Starting at the line that contains "of the sunglasses" and ending at the last of the lines below, copy each line in full and add -10 to every x and y coordinate value in the answers.

====

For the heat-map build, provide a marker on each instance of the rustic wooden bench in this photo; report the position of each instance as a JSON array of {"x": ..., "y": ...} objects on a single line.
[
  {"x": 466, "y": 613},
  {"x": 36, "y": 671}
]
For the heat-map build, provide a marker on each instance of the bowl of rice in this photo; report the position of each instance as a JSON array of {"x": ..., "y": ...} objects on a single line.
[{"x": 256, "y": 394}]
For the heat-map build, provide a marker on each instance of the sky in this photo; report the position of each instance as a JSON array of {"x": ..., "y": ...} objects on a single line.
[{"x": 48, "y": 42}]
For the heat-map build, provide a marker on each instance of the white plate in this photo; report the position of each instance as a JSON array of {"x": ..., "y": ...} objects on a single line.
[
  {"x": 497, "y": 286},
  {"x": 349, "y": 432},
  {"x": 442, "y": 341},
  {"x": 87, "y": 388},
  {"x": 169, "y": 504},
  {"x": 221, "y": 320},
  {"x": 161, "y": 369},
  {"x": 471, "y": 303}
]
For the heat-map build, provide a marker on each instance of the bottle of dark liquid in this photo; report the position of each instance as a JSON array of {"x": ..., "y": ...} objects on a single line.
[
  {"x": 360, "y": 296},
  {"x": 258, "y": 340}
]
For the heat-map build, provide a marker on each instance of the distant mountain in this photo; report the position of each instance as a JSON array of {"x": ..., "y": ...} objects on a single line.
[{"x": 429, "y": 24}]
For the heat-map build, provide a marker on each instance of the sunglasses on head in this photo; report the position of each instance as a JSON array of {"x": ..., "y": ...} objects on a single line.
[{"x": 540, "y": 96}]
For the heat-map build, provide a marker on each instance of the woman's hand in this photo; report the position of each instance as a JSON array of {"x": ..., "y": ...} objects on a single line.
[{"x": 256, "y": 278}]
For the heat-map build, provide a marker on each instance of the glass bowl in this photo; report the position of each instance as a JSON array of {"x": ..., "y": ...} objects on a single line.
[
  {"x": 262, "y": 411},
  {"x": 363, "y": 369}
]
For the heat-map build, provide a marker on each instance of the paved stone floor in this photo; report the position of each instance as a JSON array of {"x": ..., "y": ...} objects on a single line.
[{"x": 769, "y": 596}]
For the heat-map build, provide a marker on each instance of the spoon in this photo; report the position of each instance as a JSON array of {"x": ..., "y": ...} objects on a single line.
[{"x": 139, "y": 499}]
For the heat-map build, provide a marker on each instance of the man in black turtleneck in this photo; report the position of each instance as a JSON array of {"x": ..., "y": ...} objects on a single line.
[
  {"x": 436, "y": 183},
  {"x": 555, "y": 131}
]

====

[Task response]:
For the heat-map build, provide a marker on each instance of the sunglasses on head in this photo; report the position of each instance as a JSON array of {"x": ..., "y": ...} objects on a single line.
[{"x": 530, "y": 86}]
For the heat-map build, provide a marker on each instance of the woman's hand in this photo; report the position of each instance as a JSON array of {"x": ..., "y": ...} objects on a single line.
[{"x": 246, "y": 268}]
For the heat-map build, provide a marker on each instance of the glass bowl in this photo; report the position of each instance as a JSON array of {"x": ..., "y": ...} objects on a single line.
[
  {"x": 252, "y": 401},
  {"x": 353, "y": 359}
]
For the heat-map build, provide a marker on each instance of the paved stone floor in this photo; report the position of each instance as a JSON array of {"x": ..., "y": ...} objects on a single line.
[{"x": 759, "y": 586}]
For the heat-map build, provide a marker on each instance of the spoon in this photo; report the position of each instance as a JSON array of {"x": ..., "y": ...} objects on a single line.
[{"x": 129, "y": 489}]
For the heat-map build, provide a marker on each instance of the man in black turtleneck in this photo; report the position of each instance as a JSON array of {"x": ..., "y": ...} objects on a single line.
[
  {"x": 426, "y": 173},
  {"x": 545, "y": 121}
]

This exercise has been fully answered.